■ **HOW TO COMPLETE THIS TASK**: Each line of the records that holds the word "tree" should be copied out.

■ **EXTRACTED DATA**:
-- -- --

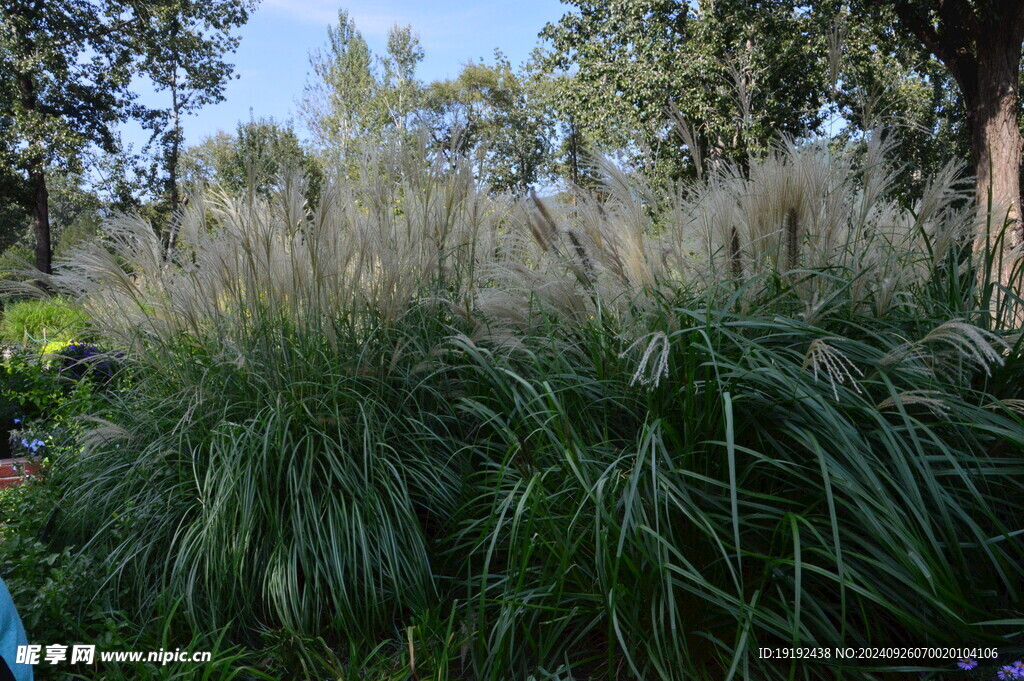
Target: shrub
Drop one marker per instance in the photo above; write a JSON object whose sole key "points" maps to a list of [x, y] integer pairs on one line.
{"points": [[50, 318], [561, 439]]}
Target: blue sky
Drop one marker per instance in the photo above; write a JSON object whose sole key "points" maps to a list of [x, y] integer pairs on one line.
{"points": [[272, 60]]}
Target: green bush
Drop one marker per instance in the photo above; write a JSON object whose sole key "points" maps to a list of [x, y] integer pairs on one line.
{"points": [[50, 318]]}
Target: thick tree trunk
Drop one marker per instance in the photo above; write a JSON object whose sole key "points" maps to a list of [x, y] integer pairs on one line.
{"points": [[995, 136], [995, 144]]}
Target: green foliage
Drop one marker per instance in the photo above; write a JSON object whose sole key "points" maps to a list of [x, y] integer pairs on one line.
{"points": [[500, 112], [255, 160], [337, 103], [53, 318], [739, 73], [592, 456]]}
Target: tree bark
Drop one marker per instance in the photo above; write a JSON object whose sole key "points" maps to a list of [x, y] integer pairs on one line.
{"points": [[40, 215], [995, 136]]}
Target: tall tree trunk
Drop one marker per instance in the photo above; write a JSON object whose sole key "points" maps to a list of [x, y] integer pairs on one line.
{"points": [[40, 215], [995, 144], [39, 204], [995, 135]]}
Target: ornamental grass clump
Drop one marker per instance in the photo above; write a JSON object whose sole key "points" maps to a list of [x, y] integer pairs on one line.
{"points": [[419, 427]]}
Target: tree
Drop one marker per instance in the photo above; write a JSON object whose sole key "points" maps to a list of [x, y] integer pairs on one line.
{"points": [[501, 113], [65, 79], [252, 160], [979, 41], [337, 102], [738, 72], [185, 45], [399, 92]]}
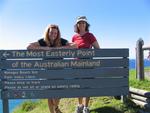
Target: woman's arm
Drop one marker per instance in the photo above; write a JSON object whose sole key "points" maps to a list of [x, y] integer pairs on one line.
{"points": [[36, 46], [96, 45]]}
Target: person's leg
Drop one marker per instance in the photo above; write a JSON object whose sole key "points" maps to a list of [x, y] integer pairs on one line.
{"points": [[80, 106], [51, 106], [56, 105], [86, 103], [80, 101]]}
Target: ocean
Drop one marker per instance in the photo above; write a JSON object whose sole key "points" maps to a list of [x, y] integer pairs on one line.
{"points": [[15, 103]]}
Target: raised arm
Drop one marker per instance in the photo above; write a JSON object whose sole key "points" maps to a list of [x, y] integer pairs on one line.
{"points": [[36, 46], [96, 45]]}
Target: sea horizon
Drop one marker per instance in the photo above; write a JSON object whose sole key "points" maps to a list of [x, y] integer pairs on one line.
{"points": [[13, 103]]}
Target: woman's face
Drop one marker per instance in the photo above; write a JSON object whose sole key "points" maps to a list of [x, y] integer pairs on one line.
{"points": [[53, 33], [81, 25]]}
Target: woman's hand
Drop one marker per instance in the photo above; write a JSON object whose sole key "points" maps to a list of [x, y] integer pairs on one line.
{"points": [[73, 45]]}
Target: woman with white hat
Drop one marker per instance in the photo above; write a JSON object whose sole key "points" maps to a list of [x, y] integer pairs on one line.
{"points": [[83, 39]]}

-- -- --

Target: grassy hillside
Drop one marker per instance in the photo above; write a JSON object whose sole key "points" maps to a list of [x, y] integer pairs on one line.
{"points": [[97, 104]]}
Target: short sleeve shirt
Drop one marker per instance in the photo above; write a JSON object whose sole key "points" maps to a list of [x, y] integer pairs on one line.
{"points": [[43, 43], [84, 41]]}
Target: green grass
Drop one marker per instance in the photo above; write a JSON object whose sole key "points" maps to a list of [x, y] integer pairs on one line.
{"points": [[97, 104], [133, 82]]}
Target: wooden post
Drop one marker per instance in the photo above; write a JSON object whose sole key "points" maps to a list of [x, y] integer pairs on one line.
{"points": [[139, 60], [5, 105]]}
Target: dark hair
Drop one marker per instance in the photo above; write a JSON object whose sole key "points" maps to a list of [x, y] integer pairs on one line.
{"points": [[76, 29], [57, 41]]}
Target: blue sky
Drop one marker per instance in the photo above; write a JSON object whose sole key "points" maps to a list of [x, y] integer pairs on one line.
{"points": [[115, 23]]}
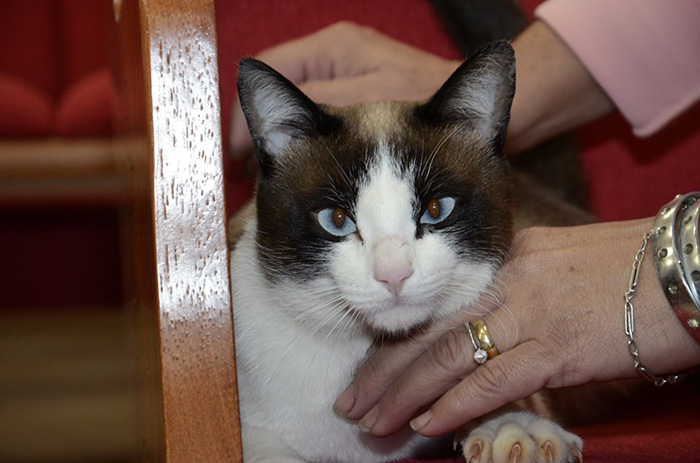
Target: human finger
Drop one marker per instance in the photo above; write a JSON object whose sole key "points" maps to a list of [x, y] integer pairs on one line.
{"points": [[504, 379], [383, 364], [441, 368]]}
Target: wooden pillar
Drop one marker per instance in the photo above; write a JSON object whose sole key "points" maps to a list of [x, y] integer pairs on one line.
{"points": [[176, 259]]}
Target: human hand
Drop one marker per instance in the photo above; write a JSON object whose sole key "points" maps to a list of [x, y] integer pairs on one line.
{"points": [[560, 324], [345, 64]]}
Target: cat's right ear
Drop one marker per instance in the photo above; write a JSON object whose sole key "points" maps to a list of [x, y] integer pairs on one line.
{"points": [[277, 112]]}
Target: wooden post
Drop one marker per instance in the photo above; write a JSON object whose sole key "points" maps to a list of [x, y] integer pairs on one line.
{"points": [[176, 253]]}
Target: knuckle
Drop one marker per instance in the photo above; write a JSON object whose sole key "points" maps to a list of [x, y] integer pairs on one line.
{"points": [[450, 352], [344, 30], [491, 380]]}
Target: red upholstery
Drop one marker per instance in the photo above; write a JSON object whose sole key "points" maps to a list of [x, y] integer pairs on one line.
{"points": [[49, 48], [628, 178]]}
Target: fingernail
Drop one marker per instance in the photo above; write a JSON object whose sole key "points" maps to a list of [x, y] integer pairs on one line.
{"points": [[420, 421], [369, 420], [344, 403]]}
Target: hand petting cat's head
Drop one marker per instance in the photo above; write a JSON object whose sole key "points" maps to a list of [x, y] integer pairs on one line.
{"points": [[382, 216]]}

-- -- --

■ **FINAL ANSWER**:
Target: thick tree trunk
Target: tree bark
Target: tall tree trunk
Target: tree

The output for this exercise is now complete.